The input:
- - -
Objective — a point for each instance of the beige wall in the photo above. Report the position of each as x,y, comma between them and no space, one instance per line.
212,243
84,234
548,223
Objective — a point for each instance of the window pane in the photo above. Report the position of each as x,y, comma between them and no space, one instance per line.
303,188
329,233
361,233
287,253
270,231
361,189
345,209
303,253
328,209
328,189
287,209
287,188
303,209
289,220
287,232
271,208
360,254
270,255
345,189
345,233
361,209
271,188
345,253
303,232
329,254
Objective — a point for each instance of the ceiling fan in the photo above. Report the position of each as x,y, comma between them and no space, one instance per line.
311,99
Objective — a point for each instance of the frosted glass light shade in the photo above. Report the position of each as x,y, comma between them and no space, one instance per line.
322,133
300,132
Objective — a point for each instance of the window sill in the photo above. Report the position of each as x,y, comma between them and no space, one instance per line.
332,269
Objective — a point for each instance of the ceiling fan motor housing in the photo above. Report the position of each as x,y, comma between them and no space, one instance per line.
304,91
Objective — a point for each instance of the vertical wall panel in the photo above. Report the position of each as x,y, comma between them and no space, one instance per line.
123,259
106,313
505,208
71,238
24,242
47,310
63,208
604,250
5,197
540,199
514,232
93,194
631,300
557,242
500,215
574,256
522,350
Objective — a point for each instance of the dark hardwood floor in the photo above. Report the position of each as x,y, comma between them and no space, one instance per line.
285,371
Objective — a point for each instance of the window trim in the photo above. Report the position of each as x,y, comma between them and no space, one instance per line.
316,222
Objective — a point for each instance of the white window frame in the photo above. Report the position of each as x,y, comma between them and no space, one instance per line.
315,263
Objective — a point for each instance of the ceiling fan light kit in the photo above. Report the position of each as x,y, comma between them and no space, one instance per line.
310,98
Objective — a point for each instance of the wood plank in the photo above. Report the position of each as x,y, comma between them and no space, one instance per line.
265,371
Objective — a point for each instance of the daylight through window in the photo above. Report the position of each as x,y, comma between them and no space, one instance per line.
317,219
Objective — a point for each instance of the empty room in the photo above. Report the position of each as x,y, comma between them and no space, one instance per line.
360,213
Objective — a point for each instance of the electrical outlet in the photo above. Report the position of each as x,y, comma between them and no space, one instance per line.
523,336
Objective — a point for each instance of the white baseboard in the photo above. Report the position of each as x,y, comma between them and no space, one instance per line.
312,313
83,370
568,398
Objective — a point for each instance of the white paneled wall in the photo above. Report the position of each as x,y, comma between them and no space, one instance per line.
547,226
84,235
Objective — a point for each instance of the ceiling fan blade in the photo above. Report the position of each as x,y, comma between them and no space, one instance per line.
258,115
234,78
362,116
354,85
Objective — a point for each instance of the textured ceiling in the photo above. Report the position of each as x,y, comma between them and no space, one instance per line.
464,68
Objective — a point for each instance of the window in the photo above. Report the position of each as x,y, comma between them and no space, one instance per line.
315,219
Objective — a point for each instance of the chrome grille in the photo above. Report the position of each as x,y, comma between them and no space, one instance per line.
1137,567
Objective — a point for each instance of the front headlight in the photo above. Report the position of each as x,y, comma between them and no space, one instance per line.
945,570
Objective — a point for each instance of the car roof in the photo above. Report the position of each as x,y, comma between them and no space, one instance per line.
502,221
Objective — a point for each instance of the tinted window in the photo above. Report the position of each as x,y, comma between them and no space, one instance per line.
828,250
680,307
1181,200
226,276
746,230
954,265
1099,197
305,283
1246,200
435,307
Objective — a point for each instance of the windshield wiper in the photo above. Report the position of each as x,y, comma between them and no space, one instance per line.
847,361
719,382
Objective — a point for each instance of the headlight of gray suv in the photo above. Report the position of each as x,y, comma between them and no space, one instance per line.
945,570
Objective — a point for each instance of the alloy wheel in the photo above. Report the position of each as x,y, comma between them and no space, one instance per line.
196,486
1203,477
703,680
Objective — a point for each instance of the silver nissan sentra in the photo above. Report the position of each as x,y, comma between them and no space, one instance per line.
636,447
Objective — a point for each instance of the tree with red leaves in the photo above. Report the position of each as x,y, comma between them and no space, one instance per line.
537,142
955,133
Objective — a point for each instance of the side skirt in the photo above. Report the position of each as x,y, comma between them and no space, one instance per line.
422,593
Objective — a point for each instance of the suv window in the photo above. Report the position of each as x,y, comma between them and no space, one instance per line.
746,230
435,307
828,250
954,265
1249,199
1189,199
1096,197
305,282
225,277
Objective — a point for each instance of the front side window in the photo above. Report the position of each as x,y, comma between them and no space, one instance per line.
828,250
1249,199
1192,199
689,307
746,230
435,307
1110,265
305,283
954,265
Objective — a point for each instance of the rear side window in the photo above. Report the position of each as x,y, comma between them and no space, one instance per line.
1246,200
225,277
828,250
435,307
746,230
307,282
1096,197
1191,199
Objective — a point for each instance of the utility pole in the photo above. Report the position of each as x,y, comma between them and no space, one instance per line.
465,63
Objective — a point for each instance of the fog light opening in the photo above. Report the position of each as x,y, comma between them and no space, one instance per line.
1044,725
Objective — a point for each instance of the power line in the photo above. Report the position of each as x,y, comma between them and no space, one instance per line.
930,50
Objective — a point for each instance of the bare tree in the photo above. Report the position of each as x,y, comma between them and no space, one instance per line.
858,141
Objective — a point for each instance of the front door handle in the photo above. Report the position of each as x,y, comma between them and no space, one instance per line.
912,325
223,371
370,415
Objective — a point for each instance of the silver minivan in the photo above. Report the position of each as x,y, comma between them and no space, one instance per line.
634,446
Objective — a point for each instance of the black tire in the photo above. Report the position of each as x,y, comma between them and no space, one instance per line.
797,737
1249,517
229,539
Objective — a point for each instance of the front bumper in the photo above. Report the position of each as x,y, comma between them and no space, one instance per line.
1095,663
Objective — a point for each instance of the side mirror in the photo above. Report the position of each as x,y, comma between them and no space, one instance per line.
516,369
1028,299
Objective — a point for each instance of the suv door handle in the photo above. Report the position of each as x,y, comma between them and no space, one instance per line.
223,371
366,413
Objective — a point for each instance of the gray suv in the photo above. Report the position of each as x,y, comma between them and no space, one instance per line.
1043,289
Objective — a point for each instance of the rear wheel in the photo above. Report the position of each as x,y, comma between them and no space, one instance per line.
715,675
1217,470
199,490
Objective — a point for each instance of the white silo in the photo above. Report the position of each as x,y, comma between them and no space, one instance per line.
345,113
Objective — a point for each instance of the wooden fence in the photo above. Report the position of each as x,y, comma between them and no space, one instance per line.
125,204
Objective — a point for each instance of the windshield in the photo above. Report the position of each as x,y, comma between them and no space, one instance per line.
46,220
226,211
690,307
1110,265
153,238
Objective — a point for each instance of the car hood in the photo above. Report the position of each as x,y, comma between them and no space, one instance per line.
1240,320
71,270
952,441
- - -
Every record must appear in the answer exactly as it appears above.

Objective — a point for each instance of the beige wall in the photo above. Report the position of each as x,y, comma between them and no space, one instance per line.
212,243
84,234
548,223
Objective — a point for each instance of the window pane in the photo above. Report the position of each as x,y, comma between them and no space, one instance per line.
303,188
329,233
361,233
287,253
270,231
361,189
345,209
303,253
328,209
328,189
287,209
287,188
303,209
289,220
287,232
271,208
360,254
270,255
345,189
345,233
361,209
271,188
345,253
303,232
329,254
Objective — a point for each instance of the ceiling fan in the photo above. Report the position of each as x,y, comma between them and no space, one instance per line.
311,99
Objective — a point for each instance of the frosted glass light shade in the photo above. Report the position of each as x,y, comma between them and no space, one instance per line.
322,133
300,132
Objective — a point for each instance of the window sill in the photo above. Report the position of each as x,y, comma between them and no space, one instance per line.
332,269
Objective — a point for each instance of the ceiling fan motor housing in the photo above. Report the position of each as x,y, comma between them and no space, one instance per line.
304,91
Objective — a point for each instance of the vertical wall panel in the photo above. Report the position of each as x,y, comma between them and no space, one instance per line.
123,259
106,313
505,208
71,238
24,242
47,310
63,208
604,250
5,197
540,199
514,232
93,194
631,300
557,242
500,215
574,256
522,350
Objective — a point for each instance of the dark hardwood floor in the photo above. Report the position of each as x,y, comma between them and no space, one instance per line.
285,371
Objective — a point for each instance of the window trim in the photo above. Report the position of each as x,y, comma between them and no space, one instance per line.
316,222
Objective — a point for each instance of the white window frame in the photo above. Report the position of each as x,y, comma between them and no space, one instance per line.
315,263
Objective — a point for each instance of the ceiling fan light kit in the photo above. Report the position of each as x,y, comma between them and no space, one instance per line.
310,98
Objective — a point for each instance of the wood plank in the photo above. Report the position of each as x,y, comma between them and no space, one instance per line.
265,371
Objective — a point for each instance of the daylight through window in the photo above. Report the position of each as x,y, comma between them and no space, one instance per line.
317,219
Objective — a point for each instance of the empty room in the photo above. Report the position of each as x,y, comma between them and no space, one instance per line.
360,213
Objective — a point for each instance of the electrical outlet in the photo above. Report the position of each as x,y, comma between them and no space, one instance per line.
523,336
Objective — a point for each instance of the white baseboard in the photo above. Report the position of each as x,y, comma between them and no space, one instance per line.
312,313
83,370
568,398
Objective — a point for each instance of the white paneled wall in the photo above. Report the position of each as x,y, comma between them and no space, one instance per line.
547,226
84,235
Objective — a point for each instance of the ceiling fan blade in the photo above. Report the position of each as x,y, comma between them and no space, one instance per line.
258,115
234,78
362,116
354,85
Objective — a point for each instance of the textured ceiling in the photo above. Report the position of each as x,y, comma between them and no space, one instance per line.
464,68
Objective — a point for each instance of the window in the photo above. Report the position of each as x,y, comma between them and no space, one instance per line.
315,219
Objective — a point for each instance of the chrome grille in the photo above. Report the position of each as x,y, comma between them and no space, one instance per line.
1137,567
Objective — a point for each instance of the front headlight in the photo above. Report the position of each as x,y, comma between them and no space, one instance per line.
945,570
Objective — a point for each instance of the car roof in the photo above. Report the position of each as x,y, comma between them and no space, one instance per line.
502,221
Objective — a point for each instance of the tinted window in the photo above. Report the position of each as x,y, comma between them and no space, one instance per line.
828,250
680,307
1181,200
226,276
746,230
954,265
1099,197
305,283
1246,200
435,307
Objective — a point for each instance of the windshield wiper in the photo above. Report the position of each as x,y, comma between them and no space, one instance per line.
847,361
719,382
Objective — a point for each instance of the headlight of gray suv in the photo above. Report the position of each as x,y, comma between them and no space, one instance per line.
945,570
Objective — a point for each instance of the alloy wheel in the photo above. Report the position of each as x,y, comma between them and no space, one instance per line.
196,486
1203,477
703,680
Objective — a point for each instance of the silver nissan sentra in the photo above. Report the position of each as x,y, comma between them and no space, one instance per line.
636,447
Objective — a point for each instance of the tree with red leaves in the photo above. Report the position of each as x,y, comma between them and no space, one instance per line.
537,142
955,133
Objective — a point for each instance of the side skirt in the photo above. Report the position of each as x,y, comma between them and no space, one instance per line.
422,593
Objective — a point for each instance of the suv window in the photo above. Report the position of each as x,y, comma between them and no space, one instance per line.
746,230
435,307
828,250
954,265
1249,199
1189,199
1096,197
305,282
225,277
Objective — a point for each instance of the front side window in the photo above. Report the position of each as x,y, comma between them and no space, one instance per line.
828,250
1249,199
1192,199
689,307
746,230
435,307
1110,265
305,283
954,265
Objective — a point for each instance of the rear side window in the photo above. Report the position of each as x,y, comma between them and no space, one instance per line.
1246,200
225,277
828,250
435,307
746,230
307,282
1096,197
1191,199
Objective — a point for each instance of the utility pole in the photo above. Report the position of each as x,y, comma between them and no space, one instance per line.
465,63
Objective — a point for each instance of the fog light opening in the photo above. Report the position of each as x,y, comma between them and no space, one instance per line.
1044,725
Objective — a point for each instance of the power line in the photo above. Report the position of each as x,y, comma between them and no space, one instance per line.
930,50
Objective — a point for each instance of the bare tree in the photo above. Report the position of each as x,y, comma between them and no space, one instance per line.
858,141
Objective — a point for each instance of the front door handle in the photo above. Report the position of each as x,y, comma between them and no space, one instance per line.
912,325
223,371
370,415
Objective — a point for each instance of the silver minivan in the photo above. Report the position of each as x,y, comma between them and no space, one instance per line.
634,446
Objective — a point for each instance of the black tire in the photo above. Report the position of each as x,y, comma between them and no space, one instance per line.
797,737
1249,517
229,539
Objective — a point for each instance of the front bumper in the photo above. Report the position of each as x,y, comma between them and no space, one instance per line.
1095,663
Objective — a point for each instance of the side mirror in the photo above. Report the position of each as x,y, comma between them and no space, one instance per line.
516,369
1028,299
Objective — a point for each instance of the suv door handle in the photo above. Report the position of each as x,y, comma between them and no space, one instance per line.
223,371
366,413
Objective — a point for each instance of the gray suv in the photo above. Report the position of each as x,y, comma between them and no space, one instance per line.
1043,289
Objective — a point for each instance of the rear wheel in the photo above. Report the position of each as x,y, comma between them and no space, one instance per line.
715,675
1217,470
199,490
Objective — a point for each instance of the white silo in the photo above. Report the position of each as x,y, comma between them and no space, one instance per line.
345,113
Objective — a point for each instance of the wooden fence in the photo above. Report the position of each as x,y, comma between them and no space, one instance per line.
125,204
Objective — a point for each instance of the windshield in the photo above. Report the position of each as x,y, comma between them and no space, one instance per line.
46,220
226,211
690,307
1110,265
153,238
Objective — a point for each instance of the car hood in the photo above. Report the position of each as x,y, comma between them and no space, one instance per line.
1240,320
71,270
952,441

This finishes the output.